* [Exercise aim]: Copy out the listing that follows, exactly, without its pictures.
══ Data lines
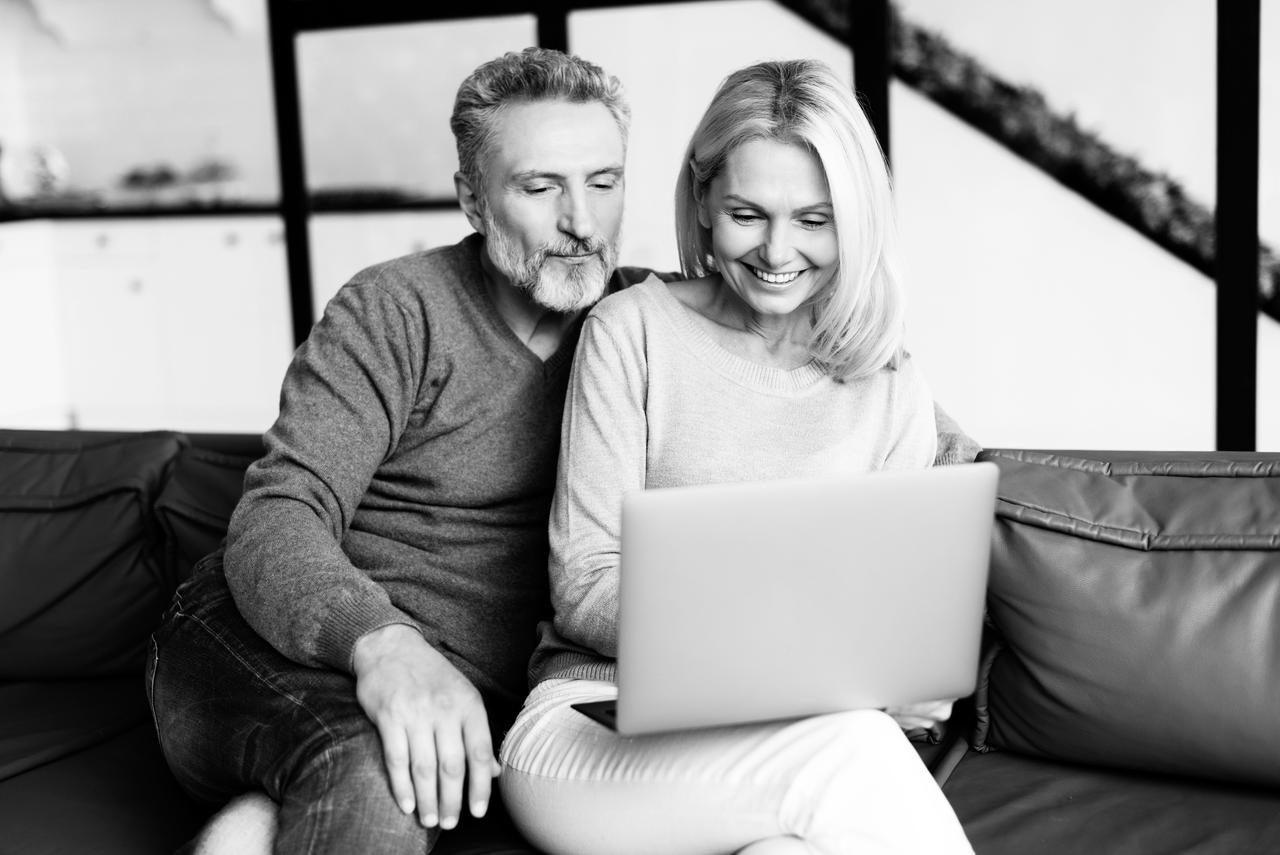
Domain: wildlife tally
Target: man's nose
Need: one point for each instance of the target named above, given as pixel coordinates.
(576, 216)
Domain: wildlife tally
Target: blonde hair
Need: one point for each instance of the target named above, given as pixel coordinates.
(858, 318)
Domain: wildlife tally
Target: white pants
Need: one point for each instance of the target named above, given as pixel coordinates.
(845, 783)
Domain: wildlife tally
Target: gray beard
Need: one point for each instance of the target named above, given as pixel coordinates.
(561, 289)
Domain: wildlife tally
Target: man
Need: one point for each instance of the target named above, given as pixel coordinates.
(361, 644)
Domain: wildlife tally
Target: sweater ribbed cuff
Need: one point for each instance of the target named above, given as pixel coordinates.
(347, 621)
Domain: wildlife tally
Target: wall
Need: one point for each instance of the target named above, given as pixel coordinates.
(1040, 320)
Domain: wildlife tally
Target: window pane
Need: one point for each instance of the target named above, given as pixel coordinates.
(140, 101)
(376, 101)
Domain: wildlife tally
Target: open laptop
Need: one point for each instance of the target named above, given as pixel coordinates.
(780, 599)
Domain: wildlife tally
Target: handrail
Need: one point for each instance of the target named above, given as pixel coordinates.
(1020, 119)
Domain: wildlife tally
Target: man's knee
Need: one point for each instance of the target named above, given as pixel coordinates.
(341, 800)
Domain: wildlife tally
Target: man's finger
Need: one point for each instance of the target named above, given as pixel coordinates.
(423, 769)
(452, 769)
(481, 766)
(396, 757)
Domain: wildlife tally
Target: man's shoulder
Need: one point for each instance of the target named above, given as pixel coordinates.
(424, 270)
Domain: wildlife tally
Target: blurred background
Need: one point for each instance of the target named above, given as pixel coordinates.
(1054, 164)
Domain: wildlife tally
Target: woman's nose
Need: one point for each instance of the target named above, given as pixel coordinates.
(777, 247)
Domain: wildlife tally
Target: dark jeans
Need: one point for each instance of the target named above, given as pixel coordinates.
(233, 714)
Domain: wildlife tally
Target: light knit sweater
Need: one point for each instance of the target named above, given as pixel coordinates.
(656, 401)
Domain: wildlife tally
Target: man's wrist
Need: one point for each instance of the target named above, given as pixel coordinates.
(374, 644)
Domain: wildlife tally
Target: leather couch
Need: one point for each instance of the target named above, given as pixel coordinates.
(1118, 711)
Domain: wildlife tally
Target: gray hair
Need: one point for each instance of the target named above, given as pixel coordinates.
(530, 74)
(858, 319)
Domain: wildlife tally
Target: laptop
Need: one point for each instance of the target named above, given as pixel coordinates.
(781, 599)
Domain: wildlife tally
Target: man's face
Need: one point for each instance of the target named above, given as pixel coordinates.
(552, 200)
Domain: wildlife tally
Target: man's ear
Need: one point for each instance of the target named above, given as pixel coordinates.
(470, 201)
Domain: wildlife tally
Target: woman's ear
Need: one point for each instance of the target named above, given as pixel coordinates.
(470, 201)
(700, 197)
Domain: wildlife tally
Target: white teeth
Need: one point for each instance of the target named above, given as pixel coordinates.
(775, 278)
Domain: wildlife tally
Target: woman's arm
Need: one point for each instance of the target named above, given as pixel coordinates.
(603, 447)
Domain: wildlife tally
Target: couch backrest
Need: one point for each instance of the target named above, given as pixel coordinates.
(1136, 600)
(96, 530)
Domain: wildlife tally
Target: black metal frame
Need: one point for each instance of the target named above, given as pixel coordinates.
(1235, 223)
(868, 36)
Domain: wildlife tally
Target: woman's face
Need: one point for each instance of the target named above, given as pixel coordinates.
(773, 231)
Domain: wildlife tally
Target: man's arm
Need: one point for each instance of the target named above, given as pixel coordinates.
(344, 403)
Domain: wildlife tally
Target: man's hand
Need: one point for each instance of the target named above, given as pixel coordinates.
(432, 722)
(922, 716)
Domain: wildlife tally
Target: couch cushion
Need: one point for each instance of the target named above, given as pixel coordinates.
(81, 574)
(197, 501)
(45, 721)
(1011, 804)
(1136, 602)
(115, 798)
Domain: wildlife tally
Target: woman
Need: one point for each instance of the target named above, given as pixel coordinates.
════
* [Written answer]:
Domain: wildlife tally
Target: man's nose
Need: one point for each instance of the target named above, given as pixel coordinates.
(576, 216)
Domain: wildlife tally
Target: blonde hair
Need: one point for each instance of the target named above, given as pixel coordinates.
(858, 318)
Domain: wildlife tally
Target: white pants
Need: one point for each instance of the target named above, given as pixel coordinates.
(845, 783)
Domain: wildlife tally
Target: gray beard
Need: one point for each instance of the target named above, given as pixel coordinates.
(561, 289)
Domain: wildlife tally
Target: man
Need: one point for each instance of the target named above, given as pixel coordinates.
(361, 644)
Domain: wildlife tally
Target: sweater ribbed cuff
Need: one point for each instance of the target named above, given as pixel coordinates.
(347, 621)
Domain: wildlife tally
Target: wall
Need: one point for each instance of the target named above, given as pixel coordinates.
(1040, 320)
Domain: wildlife tally
Target: window pane
Need: one point for each instance of the target named above, given as pixel coordinates.
(140, 101)
(376, 101)
Domain: wildlife tally
Target: open laptop
Need: one point for each instance of the target named above, given as pixel coordinates.
(780, 599)
Domain: wildlife tally
Target: handrail
Need: one point for each instance of the target named above, given as pixel coordinates.
(1020, 119)
Domain: wildlife tally
Target: man's knee
Need: one point for each instance of the target named above, given as pixel coordinates.
(341, 800)
Domain: wildlife tally
Target: man's finger
Need: one point for each instance of the target named above, given as pixel coordinates.
(423, 769)
(452, 769)
(481, 766)
(396, 757)
Domain: wildlife tally
Target: man's shoulder
Need: one point for each instance of the target named above, given as pixel coordinates.
(424, 270)
Domain: wildlife tally
Target: blurred background
Need: one point for each instance of the target named above, given as pixel coordinates.
(1054, 164)
Domain: wildlife tally
Target: woman's nose
Need: one point for each instance of the target named above, given as pixel coordinates.
(777, 247)
Domain: wildlife tally
Target: dark jeans
Need: one point for each instance of the target named above, given as pixel coordinates.
(233, 714)
Domain: wildlife tally
Target: light knit sweater
Need: one point for each instance of the target named above, given as pixel coordinates.
(656, 401)
Domain: wildlife tally
Target: man's wrist
Need: one point for each instance of the target named above, given as pixel coordinates.
(374, 644)
Domain: wildlife tally
Target: leather couch
Need: one point for each instance of the target named above, given as pixel coordinates.
(1118, 711)
Domain: wildlife tally
Target: gray hair
Need: one point for each instance of the target named above, given as pixel coordinates.
(530, 74)
(858, 319)
Domain: wildlife tally
Target: laptop
Need: one point for each instance of the target named above, given as pixel coordinates.
(781, 599)
Domain: wildlife tally
Target: man's face
Need: one point for each instance of the target named above, given as pixel coordinates.
(552, 200)
Domain: wildlife tally
Target: man's ear
Need: one point for each instance of the target named above, given as pixel coordinates.
(470, 201)
Domain: wildlife tally
Target: woman's ear
Need: one point for each instance of the target named above, given as pixel coordinates.
(470, 201)
(700, 197)
Domain: wildlife tally
Target: white teeth
Need: one point for each instance of the target named above, given as pixel coordinates.
(775, 278)
Domain: wildlife tally
Target: woman's arm
Need: one point for each instance of the target named above, given as pixel coordinates.
(603, 447)
Domain: wildlife tally
Target: couch backrest
Need: one point for each instance of the target named above, given as pixel coordinates.
(1136, 600)
(96, 530)
Domain: wildlife tally
Target: black metal frame
Need: one point for each instance of the target named above, given as pixel coordinates.
(1235, 223)
(868, 36)
Domain: wildlife tally
Target: woman's face
Need: one point for each instance of the target named above, given as pixel coordinates.
(773, 231)
Domain: wildlife tally
Target: man's arm
Need: one point for each instance of the target named above, given as pixel coordinates.
(344, 403)
Domain: wildlife tally
Target: man's hand
Need: one point for each instance of the target named above, given as pixel coordinates.
(432, 722)
(922, 716)
Domain: wildlife tally
Target: couch cushion
Need: one point for each instance of the target named above, given as pixel coordinates.
(81, 574)
(197, 501)
(45, 721)
(1011, 804)
(1136, 602)
(115, 798)
Domain: wildlife tally
Target: woman
Need: one point for each instance of the target named above, given as pixel coordinates.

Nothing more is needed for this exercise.